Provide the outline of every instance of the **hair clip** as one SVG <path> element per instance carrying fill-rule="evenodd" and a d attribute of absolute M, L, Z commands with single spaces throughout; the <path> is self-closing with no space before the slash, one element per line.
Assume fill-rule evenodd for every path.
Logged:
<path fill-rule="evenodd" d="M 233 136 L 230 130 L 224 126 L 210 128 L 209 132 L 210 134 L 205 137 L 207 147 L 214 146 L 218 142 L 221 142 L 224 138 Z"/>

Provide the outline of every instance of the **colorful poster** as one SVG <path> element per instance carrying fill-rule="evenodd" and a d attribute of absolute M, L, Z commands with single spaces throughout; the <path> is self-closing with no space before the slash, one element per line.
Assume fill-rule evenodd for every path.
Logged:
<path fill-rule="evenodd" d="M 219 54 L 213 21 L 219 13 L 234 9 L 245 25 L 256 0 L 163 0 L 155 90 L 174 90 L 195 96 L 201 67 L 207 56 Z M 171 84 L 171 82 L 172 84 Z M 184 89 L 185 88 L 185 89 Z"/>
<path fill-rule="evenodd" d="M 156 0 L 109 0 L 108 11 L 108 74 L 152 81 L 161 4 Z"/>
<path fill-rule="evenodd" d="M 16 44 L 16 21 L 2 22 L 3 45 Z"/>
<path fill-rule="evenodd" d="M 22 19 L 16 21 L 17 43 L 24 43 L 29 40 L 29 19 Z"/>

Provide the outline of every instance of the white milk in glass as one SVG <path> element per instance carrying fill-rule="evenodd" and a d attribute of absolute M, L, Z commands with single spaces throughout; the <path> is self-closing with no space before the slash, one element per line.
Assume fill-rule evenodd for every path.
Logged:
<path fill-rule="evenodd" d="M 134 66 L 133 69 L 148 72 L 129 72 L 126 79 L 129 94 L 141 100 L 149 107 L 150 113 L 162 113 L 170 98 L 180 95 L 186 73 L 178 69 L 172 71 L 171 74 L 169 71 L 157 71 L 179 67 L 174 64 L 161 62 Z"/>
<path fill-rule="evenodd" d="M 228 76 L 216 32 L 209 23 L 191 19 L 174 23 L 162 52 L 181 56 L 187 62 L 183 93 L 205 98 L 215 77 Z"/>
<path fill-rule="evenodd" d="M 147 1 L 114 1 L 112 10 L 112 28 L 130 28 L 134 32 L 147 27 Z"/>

- - - -

▶ [EXERCISE OBJECTIVE] Rewrite the records above, putting "Recorded" wherever "Logged" appears and leaving everything else as it is.

▶ [RESULT OF THIS TASK]
Provide the outline of every instance of the **hair clip** as one SVG <path> element per instance carrying fill-rule="evenodd" and a d attribute of absolute M, L, Z commands with single spaces throughout; the <path> is self-closing with no space before the slash, one element per line.
Assume fill-rule evenodd for every path.
Recorded:
<path fill-rule="evenodd" d="M 233 136 L 230 130 L 224 126 L 210 128 L 209 132 L 210 134 L 205 137 L 207 147 L 214 146 L 218 142 L 221 142 L 224 138 Z"/>

Provide the outline of every instance of the **colorful poster** as one SVG <path> element per instance carrying fill-rule="evenodd" and a d attribute of absolute M, L, Z commands with single spaces throughout; the <path> is self-closing with no space before the slash, one element per line.
Assume fill-rule evenodd for every path.
Recorded:
<path fill-rule="evenodd" d="M 219 54 L 213 21 L 219 13 L 234 9 L 245 25 L 256 0 L 163 0 L 155 90 L 174 90 L 195 96 L 201 67 L 207 56 Z M 171 84 L 171 82 L 172 84 Z M 184 89 L 185 88 L 185 89 Z"/>
<path fill-rule="evenodd" d="M 156 0 L 109 0 L 108 11 L 108 74 L 152 81 L 161 4 Z"/>
<path fill-rule="evenodd" d="M 16 44 L 16 21 L 2 22 L 3 45 Z"/>
<path fill-rule="evenodd" d="M 22 19 L 16 21 L 17 43 L 24 43 L 29 40 L 29 19 Z"/>

Provide the outline of every instance of the white milk in glass as one SVG <path> element per instance carrying fill-rule="evenodd" and a d attribute of absolute M, L, Z commands with single spaces throughout; the <path> is self-closing with no space before the slash, one element per line.
Assume fill-rule evenodd for every path.
Recorded:
<path fill-rule="evenodd" d="M 134 66 L 133 69 L 148 72 L 129 72 L 126 79 L 129 94 L 141 100 L 149 107 L 150 113 L 162 113 L 170 98 L 180 95 L 186 73 L 178 69 L 172 71 L 171 74 L 169 71 L 157 71 L 179 67 L 174 64 L 161 62 Z"/>
<path fill-rule="evenodd" d="M 228 76 L 216 32 L 209 23 L 191 19 L 174 23 L 162 52 L 181 56 L 187 62 L 183 93 L 205 98 L 215 77 Z"/>
<path fill-rule="evenodd" d="M 147 1 L 114 1 L 112 10 L 112 28 L 130 28 L 134 32 L 147 27 Z"/>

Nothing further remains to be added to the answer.